Start Raw records

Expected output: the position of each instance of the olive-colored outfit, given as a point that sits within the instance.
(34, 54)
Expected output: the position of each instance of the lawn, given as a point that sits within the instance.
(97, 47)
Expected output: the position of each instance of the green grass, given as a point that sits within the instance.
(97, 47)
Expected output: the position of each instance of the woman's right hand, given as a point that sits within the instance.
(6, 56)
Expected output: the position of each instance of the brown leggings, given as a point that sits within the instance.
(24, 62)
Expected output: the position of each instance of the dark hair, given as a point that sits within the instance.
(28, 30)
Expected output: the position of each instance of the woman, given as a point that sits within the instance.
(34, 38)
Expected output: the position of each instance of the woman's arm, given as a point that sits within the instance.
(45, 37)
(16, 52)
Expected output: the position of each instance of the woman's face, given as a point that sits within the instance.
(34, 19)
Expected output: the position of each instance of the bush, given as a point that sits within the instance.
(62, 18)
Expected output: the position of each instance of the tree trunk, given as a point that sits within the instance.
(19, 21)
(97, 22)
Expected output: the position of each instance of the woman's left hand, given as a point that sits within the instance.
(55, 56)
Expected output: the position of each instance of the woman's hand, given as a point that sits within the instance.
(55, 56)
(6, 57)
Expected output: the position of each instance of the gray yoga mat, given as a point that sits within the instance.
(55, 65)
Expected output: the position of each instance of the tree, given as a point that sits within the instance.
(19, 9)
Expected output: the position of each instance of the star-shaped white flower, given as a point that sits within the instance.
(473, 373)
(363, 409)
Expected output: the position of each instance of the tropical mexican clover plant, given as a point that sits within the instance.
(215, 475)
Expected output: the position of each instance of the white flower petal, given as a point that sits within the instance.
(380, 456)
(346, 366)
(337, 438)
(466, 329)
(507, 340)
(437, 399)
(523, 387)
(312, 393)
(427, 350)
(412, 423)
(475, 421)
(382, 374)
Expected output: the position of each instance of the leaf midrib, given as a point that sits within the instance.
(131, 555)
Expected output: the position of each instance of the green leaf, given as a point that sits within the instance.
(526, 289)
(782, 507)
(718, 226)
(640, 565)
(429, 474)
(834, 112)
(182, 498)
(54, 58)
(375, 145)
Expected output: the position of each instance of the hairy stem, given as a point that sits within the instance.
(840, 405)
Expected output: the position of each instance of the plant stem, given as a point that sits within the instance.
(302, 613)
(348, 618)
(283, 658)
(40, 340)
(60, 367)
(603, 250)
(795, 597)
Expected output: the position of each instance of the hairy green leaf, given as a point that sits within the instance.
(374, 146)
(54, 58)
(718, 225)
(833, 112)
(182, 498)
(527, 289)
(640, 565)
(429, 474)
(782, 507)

End Raw records

### Problem details
Extract every line of the items above and reproduce each one word for word.

### Task answer
Expected output: the position of each instance of the olive-colored outfit, given as a point that sits within the instance.
(34, 54)
Expected output: the position of each instance of the lawn, given as a point that sits within the instance.
(97, 47)
Expected output: the position of each instance of the green grass, given as a point that sits within the instance.
(97, 47)
Expected output: the position of each instance of the woman's right hand, given as a point that sits within the instance.
(6, 56)
Expected output: the position of each instance of the brown leggings, given as a point that sits within the instance.
(24, 62)
Expected output: the position of each instance of the dark hair, given as a point that sits within the instance.
(28, 30)
Expected output: the position of each instance of the woman, given as a point that sits within the instance.
(34, 38)
Expected output: the position of each instance of the woman's arm, given as a point that sits within the instance.
(45, 37)
(16, 52)
Expected output: the position of each instance of the woman's face, given as a point that sits within the instance.
(34, 19)
Expected output: the position of each instance of the bush, given as a point that sits within the instance.
(62, 18)
Expected output: the position of each instance of the tree trunk, given as a point that sits within the instance.
(19, 21)
(97, 22)
Expected output: the position of each instance of the woman's left hand, given as a point that sits within the instance.
(55, 56)
Expected output: the position of each instance of the woman's hand, given as a point that sits within the instance.
(55, 56)
(6, 57)
Expected output: the position of each instance of the gray yoga mat, given as a point that sits within the instance.
(55, 65)
Expected output: the position of each instance of the tree, given as a point that sits within the instance.
(19, 9)
Expected output: the position of each instance of the star-shaped white flower, given as a point that sits within the instance.
(473, 373)
(363, 409)
Expected output: the position of each instance of the tropical mexican clover plant, given as a point that sits within the instance.
(215, 475)
Expected output: the position of each instance of the white flower petal, given as a point that sits within the instance.
(380, 456)
(346, 366)
(337, 438)
(466, 329)
(507, 340)
(437, 399)
(523, 387)
(312, 393)
(427, 350)
(412, 423)
(475, 421)
(382, 374)
Expected output: the position of each instance of the leaf midrib, given as a point that sits within the instance.
(131, 555)
Expected output: the position of each instance of the green leaf, given as a point that sits within the instance.
(526, 289)
(782, 507)
(718, 226)
(640, 565)
(429, 474)
(834, 112)
(182, 498)
(54, 58)
(375, 145)
Expected output: the position of each instance of the hairy stem, given as a point that sits within the instance.
(840, 405)
Expected output: the position of each instance of the plant stem, given as a point that sits within the instance.
(302, 613)
(348, 618)
(283, 658)
(40, 340)
(60, 367)
(603, 250)
(795, 597)
Expected output: the position of each instance of the hairy green leaf, given as a point that sits within the instance.
(374, 146)
(54, 58)
(718, 225)
(833, 112)
(182, 498)
(527, 289)
(640, 565)
(429, 474)
(782, 507)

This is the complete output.